== INPUT DATA

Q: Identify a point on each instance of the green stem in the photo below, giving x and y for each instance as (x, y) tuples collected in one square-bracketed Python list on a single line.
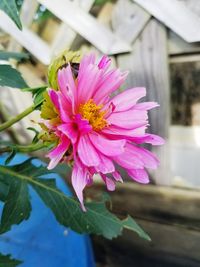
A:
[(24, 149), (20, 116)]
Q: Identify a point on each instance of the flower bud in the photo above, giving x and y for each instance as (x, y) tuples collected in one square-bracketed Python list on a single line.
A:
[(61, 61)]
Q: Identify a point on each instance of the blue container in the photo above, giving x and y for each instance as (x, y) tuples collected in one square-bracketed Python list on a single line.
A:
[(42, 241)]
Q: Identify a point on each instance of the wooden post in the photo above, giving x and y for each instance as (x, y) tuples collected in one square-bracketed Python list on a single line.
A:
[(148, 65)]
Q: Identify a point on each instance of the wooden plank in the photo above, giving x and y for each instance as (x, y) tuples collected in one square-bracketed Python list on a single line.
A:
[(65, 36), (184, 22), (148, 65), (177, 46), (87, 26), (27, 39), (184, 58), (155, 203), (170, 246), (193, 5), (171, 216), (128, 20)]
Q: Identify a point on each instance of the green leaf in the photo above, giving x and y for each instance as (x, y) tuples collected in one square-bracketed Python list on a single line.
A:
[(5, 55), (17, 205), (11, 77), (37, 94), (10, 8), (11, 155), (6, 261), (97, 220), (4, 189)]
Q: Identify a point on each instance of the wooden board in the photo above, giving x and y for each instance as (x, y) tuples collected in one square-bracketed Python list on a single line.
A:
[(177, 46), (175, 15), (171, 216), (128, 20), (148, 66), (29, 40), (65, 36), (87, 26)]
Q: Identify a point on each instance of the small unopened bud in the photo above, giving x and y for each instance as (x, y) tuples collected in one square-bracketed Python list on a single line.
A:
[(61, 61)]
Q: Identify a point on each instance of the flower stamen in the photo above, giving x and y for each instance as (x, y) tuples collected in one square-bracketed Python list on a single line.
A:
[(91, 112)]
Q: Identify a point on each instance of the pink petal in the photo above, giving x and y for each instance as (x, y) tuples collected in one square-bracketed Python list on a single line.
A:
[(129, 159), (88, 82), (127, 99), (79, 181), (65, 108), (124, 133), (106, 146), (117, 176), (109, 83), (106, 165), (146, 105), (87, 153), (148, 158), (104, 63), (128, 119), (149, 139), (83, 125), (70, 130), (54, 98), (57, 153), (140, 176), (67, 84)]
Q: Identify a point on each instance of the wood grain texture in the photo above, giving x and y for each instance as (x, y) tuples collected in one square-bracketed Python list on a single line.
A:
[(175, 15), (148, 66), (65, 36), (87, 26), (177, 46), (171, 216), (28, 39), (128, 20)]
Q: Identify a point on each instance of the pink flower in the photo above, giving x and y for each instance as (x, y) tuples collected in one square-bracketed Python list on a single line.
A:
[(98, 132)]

====
== INPUT DATA

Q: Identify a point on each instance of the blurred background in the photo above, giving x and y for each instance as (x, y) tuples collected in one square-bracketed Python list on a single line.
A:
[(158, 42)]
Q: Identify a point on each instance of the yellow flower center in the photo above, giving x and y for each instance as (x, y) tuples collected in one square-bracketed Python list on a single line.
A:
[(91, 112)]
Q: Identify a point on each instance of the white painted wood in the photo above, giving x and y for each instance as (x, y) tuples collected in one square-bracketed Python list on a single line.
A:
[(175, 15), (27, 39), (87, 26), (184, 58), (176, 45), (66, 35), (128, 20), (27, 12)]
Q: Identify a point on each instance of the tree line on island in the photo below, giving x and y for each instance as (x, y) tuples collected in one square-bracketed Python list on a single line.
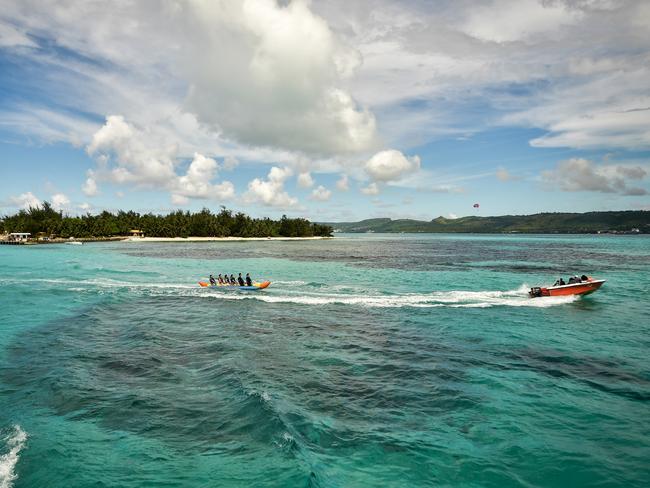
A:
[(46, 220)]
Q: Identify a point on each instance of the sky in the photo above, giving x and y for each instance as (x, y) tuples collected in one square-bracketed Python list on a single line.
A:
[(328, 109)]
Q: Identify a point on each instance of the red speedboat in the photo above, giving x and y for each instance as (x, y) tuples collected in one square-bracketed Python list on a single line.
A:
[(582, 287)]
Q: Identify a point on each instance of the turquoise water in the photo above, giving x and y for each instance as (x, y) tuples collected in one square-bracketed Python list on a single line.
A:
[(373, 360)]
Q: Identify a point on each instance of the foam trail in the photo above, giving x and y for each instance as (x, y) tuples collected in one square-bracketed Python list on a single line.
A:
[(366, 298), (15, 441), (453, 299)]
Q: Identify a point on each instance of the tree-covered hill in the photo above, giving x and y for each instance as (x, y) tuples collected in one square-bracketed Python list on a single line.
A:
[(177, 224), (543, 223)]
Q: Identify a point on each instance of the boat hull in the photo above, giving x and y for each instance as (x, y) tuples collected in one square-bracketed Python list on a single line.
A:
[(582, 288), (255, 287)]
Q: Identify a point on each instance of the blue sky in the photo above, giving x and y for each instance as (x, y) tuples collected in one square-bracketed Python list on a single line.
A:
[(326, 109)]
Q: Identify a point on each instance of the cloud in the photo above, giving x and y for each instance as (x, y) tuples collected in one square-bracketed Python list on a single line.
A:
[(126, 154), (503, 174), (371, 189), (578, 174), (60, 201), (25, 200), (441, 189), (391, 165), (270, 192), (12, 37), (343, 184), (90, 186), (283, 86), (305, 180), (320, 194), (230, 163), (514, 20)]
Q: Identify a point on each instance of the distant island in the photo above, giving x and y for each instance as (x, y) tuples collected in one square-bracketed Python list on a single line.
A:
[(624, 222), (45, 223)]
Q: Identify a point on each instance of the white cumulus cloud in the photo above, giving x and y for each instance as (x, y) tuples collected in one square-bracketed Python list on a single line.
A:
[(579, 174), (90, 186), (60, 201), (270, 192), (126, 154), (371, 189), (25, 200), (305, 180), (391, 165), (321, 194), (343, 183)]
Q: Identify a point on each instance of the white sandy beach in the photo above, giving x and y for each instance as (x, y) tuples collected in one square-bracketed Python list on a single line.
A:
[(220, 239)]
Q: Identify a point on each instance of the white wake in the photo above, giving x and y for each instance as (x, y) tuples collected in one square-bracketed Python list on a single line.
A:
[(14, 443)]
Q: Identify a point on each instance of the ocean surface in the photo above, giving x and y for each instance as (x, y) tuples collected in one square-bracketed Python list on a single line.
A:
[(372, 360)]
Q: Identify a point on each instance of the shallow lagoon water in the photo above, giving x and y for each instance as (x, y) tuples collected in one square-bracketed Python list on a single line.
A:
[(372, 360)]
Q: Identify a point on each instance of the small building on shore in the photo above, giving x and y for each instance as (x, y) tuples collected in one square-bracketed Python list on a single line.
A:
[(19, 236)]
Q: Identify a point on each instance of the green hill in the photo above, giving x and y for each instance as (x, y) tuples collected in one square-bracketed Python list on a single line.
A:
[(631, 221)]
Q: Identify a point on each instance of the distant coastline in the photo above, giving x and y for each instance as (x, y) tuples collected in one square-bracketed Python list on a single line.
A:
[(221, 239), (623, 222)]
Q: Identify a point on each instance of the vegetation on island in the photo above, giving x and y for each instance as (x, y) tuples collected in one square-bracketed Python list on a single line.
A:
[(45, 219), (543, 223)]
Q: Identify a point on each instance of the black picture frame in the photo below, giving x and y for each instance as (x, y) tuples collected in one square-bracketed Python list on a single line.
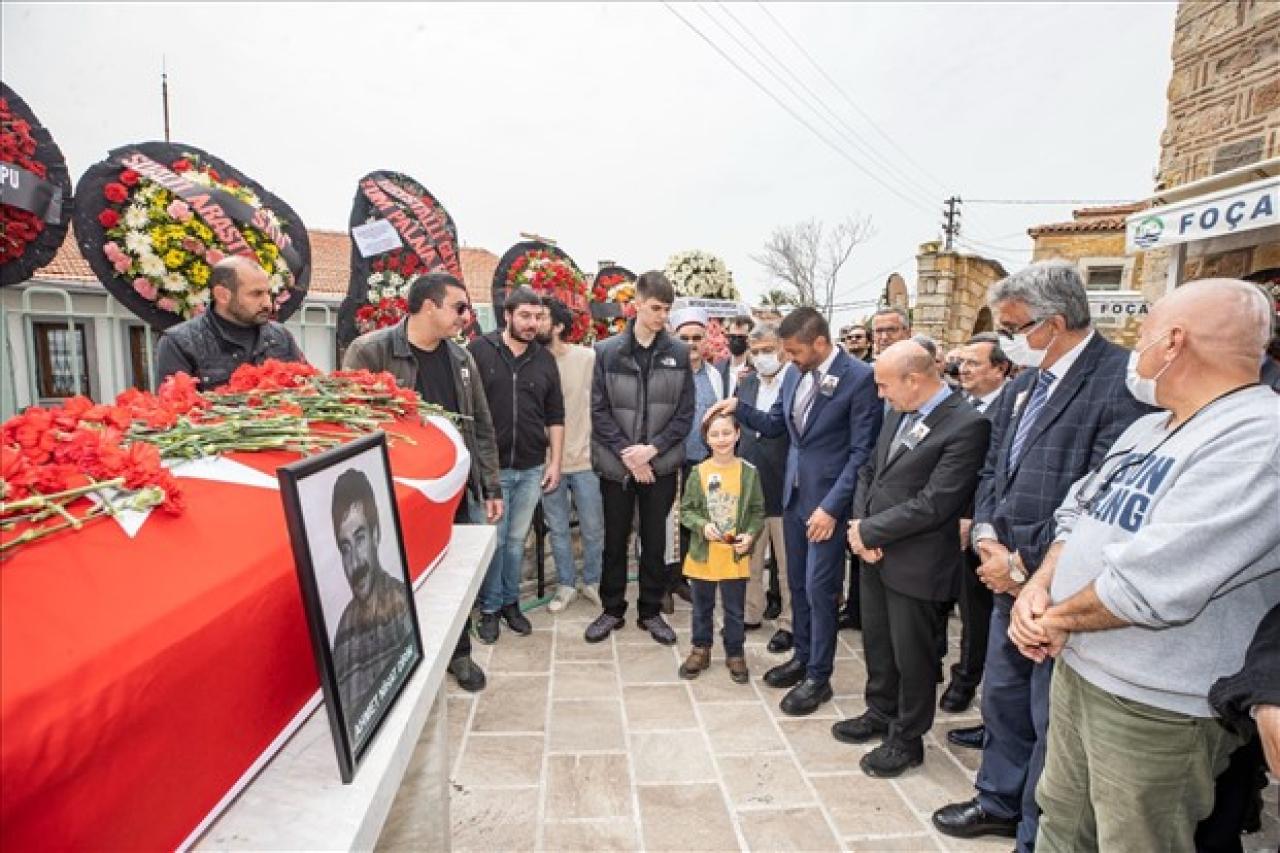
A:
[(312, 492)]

====
== INPUT DATA

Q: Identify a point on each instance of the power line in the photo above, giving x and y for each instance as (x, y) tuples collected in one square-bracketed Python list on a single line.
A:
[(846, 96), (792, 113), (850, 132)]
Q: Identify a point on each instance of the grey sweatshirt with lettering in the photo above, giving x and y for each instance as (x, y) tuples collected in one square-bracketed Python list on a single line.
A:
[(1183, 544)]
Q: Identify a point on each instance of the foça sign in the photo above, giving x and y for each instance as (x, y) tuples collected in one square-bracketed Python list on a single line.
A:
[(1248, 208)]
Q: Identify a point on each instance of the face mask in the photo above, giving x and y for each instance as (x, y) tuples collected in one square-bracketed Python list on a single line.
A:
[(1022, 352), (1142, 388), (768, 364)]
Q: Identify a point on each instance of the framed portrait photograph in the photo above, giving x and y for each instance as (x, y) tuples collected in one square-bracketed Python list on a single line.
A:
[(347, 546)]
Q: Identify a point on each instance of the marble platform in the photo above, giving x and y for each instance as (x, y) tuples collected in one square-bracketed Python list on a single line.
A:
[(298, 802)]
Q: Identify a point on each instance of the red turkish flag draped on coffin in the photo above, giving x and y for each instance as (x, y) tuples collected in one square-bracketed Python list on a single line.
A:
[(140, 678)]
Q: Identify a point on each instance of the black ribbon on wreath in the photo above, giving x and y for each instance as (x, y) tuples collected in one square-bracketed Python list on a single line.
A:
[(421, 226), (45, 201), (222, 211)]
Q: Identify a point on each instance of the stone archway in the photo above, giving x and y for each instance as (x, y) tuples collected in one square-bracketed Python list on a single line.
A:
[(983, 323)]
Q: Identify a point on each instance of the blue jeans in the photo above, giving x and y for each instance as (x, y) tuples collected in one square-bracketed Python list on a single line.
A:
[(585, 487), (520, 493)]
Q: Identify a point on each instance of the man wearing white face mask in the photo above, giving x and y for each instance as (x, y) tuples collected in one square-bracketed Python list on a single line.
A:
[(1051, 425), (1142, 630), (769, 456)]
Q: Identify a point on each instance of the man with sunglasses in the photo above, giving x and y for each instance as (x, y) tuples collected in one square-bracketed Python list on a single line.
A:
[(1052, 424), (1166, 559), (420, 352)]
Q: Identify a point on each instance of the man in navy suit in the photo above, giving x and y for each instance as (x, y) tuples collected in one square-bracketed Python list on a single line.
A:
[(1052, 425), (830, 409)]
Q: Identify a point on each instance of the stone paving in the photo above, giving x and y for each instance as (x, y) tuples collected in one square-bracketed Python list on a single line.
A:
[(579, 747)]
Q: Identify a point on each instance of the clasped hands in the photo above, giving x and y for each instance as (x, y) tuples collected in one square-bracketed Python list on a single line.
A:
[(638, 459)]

====

## EXERCISE AIM:
When a line in the listing includes the word "stone", report that line in full.

## ANSWER FOR THE TASK:
Q: Identify a point on each instance of the stone archway in the photo above, giving x and y for each instance as (x, y) tuples collected in one square-bracketed Python list on a single line.
Q: Identify a point on each instance of the stone paving in the photo above, giving x and y for each instance as (x, y) tuples collected in one square-bracketed Python list on a single line.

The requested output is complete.